PAGE:
+ + + + +

Comment voulez-vous, dans de telles conditions, que Rue puisse parfaire son éducation de jeune femme auprès de son professeur de choses françaises ?



Jusqu’à preuve du contraire, avec « Imprudence » se concluent non seulement « Le Protocole de la Crème Anglaise » entamé avec « Prudence » mais aussi « Le Protectorat de l’Ombrelle ». C’est la fin pour le couple Alexia-Connall, avec cette tant redoutée Malédiction. Le bref retour à Londres de Prudence est donc, surtout, l’occasion de tourner une page, celle de la meute, même si contrairement à Rue nous ne sommes pas surpris de l’identité du nouvel Alpha. Mais la succession n’est pas une affaire banale, et tous souffrent, devant la déchéance de Maccon, nous autant que les personnages, espérant le voir accepter les mains tendues pour une transition en douceur, sans sang versé. Cela n’en rendra le nouveau statut de Rue que plus criant et douloureux. C’est aussi l’un des premiers indices que Gail Garriger sème à notre attention quant au sujet véritable de son intrigue, mais, comme dans tous les tomes précédents, nous ne le verrons que bien plus tard, et nous nous serons laissés mener en bateau comme des débutants.
Car la formule ne change pas : l’autrice noie le vrai sous une tonne de faux plausible, dont son héroïne est à ce point persuadée que comme elle, nous perdons de vue l’essentiel au profit de l’évident. Il est fort probable qu’à force, la recette aurait fini par lasser, mais encore une fois, une dernière, « Imprudence » est une pâtisserie tellement appétissante qu’on la dévore sans penser au mal qu’elle recèle.

Clôture de la génération parentale, donc, avec une retraite bien méritée, et poursuite des aventures de la nouvelle équipe, à l’équilibre un peu différent : Primrose est la plus raisonnable, dotée de ce pragmatisme très anglais mais non dénué de réalisme, et seules les vues qu’a sur elle mademoiselle Sekhmet la déstabiliseront. Pour les autres, peu à sauver en apparence, mais ils gagneront notre respect au fil des pages, dans les situations de crise, et prouveront être capables de maturité : Quesnel, en professeur de français, va se dépouiller de ses manières de séducteur et, bien qu’il s’en défende, et que Rue n’en voit rien, peine à voiler la réalité de ses sentiments. Pas facile d’initier sexuellement, l’air de rien, la fille qu’on aime, surtout quand elle vous a clairement dit que tout cela n’était que « technique » et purement pédagogique... Bien heureusement, happy end final, c’est limite s’ils se marièrent et eurent beaucoup de... je ne sais pas trop quoi. Percy, cause de beaucoup des mésaventures de ce tome, saura lui aussi faire montre de sérieux, d’empathie et de maturité quand le drame de la situation ne permettra plus de bouder.

+ + + + +

EXTRAITS DES ITEMS:
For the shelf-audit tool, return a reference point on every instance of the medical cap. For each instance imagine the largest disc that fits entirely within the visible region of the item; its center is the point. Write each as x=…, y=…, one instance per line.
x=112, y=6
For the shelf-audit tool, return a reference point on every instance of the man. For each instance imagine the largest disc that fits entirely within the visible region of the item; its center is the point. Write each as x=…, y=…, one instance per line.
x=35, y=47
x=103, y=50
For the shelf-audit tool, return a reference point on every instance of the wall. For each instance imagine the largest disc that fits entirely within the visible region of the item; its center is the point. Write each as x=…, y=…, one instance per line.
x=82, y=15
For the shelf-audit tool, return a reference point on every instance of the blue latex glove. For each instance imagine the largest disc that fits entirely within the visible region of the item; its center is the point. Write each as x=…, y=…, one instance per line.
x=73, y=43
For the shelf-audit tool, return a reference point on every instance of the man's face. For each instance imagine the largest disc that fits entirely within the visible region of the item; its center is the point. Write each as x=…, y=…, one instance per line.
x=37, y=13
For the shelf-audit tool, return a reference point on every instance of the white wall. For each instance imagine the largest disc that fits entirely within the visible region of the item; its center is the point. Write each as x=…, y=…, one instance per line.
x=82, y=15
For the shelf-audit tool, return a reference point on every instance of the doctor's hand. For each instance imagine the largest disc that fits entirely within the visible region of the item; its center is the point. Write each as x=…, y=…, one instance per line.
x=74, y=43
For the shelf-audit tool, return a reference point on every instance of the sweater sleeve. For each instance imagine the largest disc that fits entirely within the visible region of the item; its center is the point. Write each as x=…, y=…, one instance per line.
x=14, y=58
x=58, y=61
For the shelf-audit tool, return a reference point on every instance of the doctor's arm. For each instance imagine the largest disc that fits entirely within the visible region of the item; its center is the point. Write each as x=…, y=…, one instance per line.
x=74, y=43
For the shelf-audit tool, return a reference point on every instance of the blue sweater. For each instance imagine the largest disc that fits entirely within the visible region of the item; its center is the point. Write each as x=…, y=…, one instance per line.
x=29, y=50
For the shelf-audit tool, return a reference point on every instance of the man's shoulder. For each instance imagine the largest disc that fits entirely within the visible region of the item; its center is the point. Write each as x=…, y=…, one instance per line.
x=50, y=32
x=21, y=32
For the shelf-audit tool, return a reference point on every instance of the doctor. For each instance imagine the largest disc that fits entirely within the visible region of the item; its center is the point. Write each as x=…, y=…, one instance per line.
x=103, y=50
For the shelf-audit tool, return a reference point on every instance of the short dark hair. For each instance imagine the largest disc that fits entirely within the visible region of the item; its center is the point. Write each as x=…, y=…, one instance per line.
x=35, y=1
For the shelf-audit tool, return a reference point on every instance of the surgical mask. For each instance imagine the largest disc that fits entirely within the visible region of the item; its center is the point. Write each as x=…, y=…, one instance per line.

+ + + + +

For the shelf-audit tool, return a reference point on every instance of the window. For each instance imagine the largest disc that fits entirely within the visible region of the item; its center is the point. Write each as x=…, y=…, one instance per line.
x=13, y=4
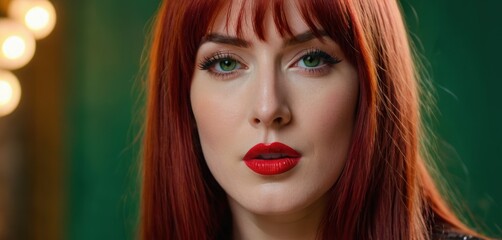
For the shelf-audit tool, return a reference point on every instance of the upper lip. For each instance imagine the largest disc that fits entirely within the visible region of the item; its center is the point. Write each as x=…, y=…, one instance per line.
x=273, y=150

+ + + + +

CONSIGNE: Poursuivez la critique du roman « Imprudence » en reprenant juste après sa dernière phrase.

RÉPONSE RÉDIGÉE:
Autour de Rue, ce sont donc des personnalités adultes qui s’affirment. Les humains, aussi fantasques soient leurs parents, rentrent dans le rang. Ce qui n’en fait que davantage ressortir la désorientation de Rue, qu’elle masque derrière son assurance feinte de capitaine d’aéronef. La jeune paranaturelle est en perte totale de repères, réalisant ce qu’elle perd à chaque lien coupé : rang, famille (élargie), meute... Sa relation avec Quesnel en souffre, tant elle tarde, dans le même mouvement que ses amis, à abandonner jeux d’apparence et insouciance relative. Gail Carriger excelle à inverser les caractères de ses personnages, et cette opposition est bien sûr une source délectable de malentendus, voire de situations gênantes, les protagonistes n’étant pas sur la même longueur d’ondes.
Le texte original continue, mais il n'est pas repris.